▶ [Exercise directions]:
When you give the entries again, keep every word as it stands and drop the pictures.

▶ [The data]:
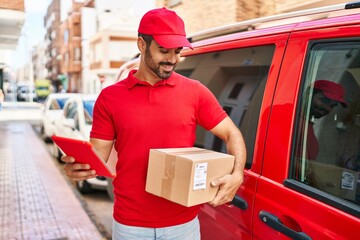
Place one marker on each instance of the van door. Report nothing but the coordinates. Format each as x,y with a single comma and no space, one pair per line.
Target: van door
310,185
242,74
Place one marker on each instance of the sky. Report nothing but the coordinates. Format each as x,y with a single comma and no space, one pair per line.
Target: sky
33,31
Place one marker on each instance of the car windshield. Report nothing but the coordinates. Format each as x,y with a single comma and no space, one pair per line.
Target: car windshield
89,107
57,104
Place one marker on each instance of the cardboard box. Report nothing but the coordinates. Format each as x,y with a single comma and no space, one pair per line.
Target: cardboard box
183,175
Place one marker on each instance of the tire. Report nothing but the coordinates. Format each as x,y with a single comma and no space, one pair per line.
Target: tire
84,187
46,139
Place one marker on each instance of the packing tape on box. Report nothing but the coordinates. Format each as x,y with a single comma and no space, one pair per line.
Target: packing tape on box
168,176
169,171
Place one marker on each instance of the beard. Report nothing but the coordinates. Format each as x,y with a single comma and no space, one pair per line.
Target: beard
156,67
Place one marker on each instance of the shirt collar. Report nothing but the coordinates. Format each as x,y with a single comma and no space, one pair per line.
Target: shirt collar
132,81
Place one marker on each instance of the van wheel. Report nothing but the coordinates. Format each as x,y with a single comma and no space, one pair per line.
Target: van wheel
84,187
44,137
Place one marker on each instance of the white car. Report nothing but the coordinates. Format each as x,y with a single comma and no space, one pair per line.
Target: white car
76,122
52,110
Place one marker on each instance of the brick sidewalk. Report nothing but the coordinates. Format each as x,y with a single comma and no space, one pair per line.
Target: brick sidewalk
36,202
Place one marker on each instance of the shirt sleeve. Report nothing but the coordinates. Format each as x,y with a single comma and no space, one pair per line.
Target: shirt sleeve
102,126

▶ [Answer to this problem]:
Place one marker on each instance of the van door. Report nothing but the coordinates. Format each as x,y with a single comma and no space, one pair per line.
Target: van door
310,185
242,74
Place one marker on each instance of the sky. Report nothing but the coordinates. Format each as x,y with a single comma and no space, one pair per line.
Target: sky
33,31
Place one marker on each instance of the car windshield. Report nothing but the coordinates. Format each as x,y with a single comma and no space, one pair per line.
Target: car windshield
89,107
57,104
Place one marker on each instance of the cardboard box. Report nothing but the coordinates. Format each as x,y with a single comma and no space, one pair per line.
Target: cardboard box
183,175
Place one marker on each instance of the tire. Report nothing but the coordinates. Format each as x,y with a single comma and no space, one pair per line.
Target: tire
84,187
46,139
Place one marker on each instance of the packing tape on box. Report nothing but the coordinates. Format each as x,y with a single comma and no space, one pair per line.
Target: packing tape on box
168,176
169,171
Place one marker on each instance of the beard. Report nothing but the coordinates. Format each as x,y with a single comma and no space, one pair per line.
Target: beard
156,67
Place one marker on each instance of the shirt collar. Report nothing but the coordinates. Format each as x,y with a single comma and no space, one pair per line.
Target: shirt collar
132,81
Place one marker on each instance of the van wheel. Report nothing but the coordinates. Format each as x,y with a single comma and no space, one pair per line.
Target: van wheel
84,187
44,137
Place one marker on each instance of the white car. Report nothing but the coordinates. Format each as x,y with a single comma and no space, one pair per line.
Target: white car
76,122
52,110
Place one marker on each instance of the brick sidewalk. Report nothing but the coordinates. Format each as x,y with a single comma and no space, one pair per line.
Target: brick sidewalk
36,202
Place one marker on each instance of the shirt sleeve. Report nothing but the coordinates. Format each as x,y with a single comma and no space, one pair per line.
Target: shirt sleeve
102,126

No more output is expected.